[START OF Text to read]

Defined at the 1996 World Food Summit, food security:

 

“… exists when all people, at all times, have physical, social, and economic access to sufficient, safe, and nutritious food that meets their dietary needs and food preferences for an active and healthy life”.

 

At individual and household level, food insecurity can affect low-income people in rich and poor countries alike. In the UK, policy-makers view food security as a strategic issue of national security, dependent on the logistical and political resilience of global trade relations. At a global level, how we can feed a growing population that demands more resource-intensive diets, while tackling climate change and environmental degradation, are key questions of food security.

 

Priorities

  • At the individual and household level, the root cause of food insecurity - poverty - has to be tackled. Social protection, including introducing a living wage and supporting job security in the UK, is crucial.

[END OF Text to read]
[START OF Listed entries]

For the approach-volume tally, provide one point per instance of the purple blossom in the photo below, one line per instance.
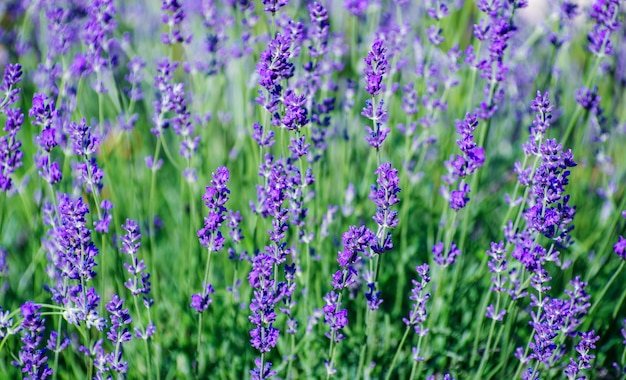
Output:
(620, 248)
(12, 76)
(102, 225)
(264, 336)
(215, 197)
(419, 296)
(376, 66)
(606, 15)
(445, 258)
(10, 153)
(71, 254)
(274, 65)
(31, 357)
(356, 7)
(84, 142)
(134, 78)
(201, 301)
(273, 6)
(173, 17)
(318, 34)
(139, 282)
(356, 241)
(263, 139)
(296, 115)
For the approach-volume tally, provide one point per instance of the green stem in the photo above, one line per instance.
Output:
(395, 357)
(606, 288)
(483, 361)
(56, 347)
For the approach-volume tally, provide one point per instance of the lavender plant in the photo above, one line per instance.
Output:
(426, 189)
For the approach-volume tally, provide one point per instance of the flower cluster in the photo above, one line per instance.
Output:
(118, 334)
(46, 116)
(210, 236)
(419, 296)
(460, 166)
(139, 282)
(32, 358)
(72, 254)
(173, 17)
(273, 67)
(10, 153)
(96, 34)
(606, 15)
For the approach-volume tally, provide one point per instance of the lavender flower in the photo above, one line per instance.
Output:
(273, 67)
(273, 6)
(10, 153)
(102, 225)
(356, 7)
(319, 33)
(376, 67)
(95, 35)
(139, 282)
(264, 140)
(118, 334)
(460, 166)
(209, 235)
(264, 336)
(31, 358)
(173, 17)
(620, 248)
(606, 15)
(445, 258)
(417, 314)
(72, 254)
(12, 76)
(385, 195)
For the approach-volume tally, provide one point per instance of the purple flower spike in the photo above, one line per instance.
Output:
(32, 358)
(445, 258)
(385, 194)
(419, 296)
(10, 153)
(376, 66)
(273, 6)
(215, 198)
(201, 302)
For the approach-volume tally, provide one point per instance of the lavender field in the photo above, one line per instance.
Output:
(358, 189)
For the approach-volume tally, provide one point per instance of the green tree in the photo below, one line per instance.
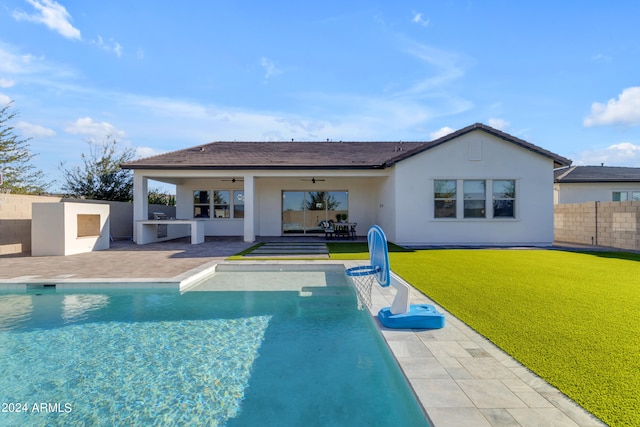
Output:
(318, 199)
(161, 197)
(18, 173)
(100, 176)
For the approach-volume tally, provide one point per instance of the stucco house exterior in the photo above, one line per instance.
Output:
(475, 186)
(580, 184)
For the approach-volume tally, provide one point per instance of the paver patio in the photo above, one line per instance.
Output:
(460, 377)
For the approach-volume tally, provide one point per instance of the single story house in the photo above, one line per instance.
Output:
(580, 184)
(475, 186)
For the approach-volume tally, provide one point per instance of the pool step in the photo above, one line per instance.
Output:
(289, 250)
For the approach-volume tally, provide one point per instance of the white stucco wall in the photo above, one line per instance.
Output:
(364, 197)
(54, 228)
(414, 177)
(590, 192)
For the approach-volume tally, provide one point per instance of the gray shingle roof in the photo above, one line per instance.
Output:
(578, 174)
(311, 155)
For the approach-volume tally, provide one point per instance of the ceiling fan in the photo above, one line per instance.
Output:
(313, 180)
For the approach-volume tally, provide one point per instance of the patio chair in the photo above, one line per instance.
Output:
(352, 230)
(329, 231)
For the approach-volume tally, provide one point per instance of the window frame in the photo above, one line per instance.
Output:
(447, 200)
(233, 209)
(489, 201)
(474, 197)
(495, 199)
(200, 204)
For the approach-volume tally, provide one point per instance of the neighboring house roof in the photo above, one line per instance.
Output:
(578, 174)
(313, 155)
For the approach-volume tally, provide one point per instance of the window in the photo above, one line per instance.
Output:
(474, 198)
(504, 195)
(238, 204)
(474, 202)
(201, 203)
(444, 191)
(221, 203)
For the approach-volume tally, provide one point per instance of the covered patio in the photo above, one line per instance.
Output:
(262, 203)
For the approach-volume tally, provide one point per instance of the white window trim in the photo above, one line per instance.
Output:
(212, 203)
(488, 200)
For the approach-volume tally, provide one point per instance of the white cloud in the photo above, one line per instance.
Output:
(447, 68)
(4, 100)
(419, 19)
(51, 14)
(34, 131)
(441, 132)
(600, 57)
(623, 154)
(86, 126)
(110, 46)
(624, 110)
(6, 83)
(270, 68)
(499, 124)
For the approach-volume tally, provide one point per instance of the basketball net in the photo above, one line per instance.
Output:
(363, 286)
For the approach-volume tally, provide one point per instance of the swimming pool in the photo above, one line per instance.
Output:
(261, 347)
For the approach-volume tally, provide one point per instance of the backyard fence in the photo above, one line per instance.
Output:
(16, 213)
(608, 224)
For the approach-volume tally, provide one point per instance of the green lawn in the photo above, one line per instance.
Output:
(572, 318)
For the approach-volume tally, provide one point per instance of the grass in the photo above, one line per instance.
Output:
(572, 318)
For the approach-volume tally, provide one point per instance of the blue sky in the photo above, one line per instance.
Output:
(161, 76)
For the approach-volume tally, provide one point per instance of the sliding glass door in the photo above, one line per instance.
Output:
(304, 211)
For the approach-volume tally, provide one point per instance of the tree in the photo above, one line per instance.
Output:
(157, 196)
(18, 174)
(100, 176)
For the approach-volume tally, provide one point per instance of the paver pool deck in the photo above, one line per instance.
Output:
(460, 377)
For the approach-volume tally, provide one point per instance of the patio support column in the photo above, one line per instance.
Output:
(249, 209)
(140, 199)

[END OF Listed entries]

*What to do*.
#1 Answer these from the passage on food security:
(a) At which event was food security defined?
(b) How do UK policy-makers view food security?
(c) What does the passage name as the root cause of food insecurity at the individual and household level?
#2 Write the next part of the passage on food security, picking up after its last sentence.
These entries have no connection to the passage on food security.

*Answers below*.
#1
(a) The 1996 World Food Summit.
(b) As a strategic issue of national security, dependent on the logistical and political resilience of global trade relations.
(c) Poverty.

#2
 

  • UK policy-makers should widen their reach beyond logistics and trade to tackle the need for distributional justice. National food security is meaningless if the benefits are not distributed fairly within society.

 

  • International efforts to tackle food insecurity must recognise that the world has sufficient food to feed the entire population, yet over a billion people go hungry. Climate change threatens to exacerbate food insecurity further for these people. Access to food is the primary problem, so increasing global agricultural productivity is not the silver bullet for food security.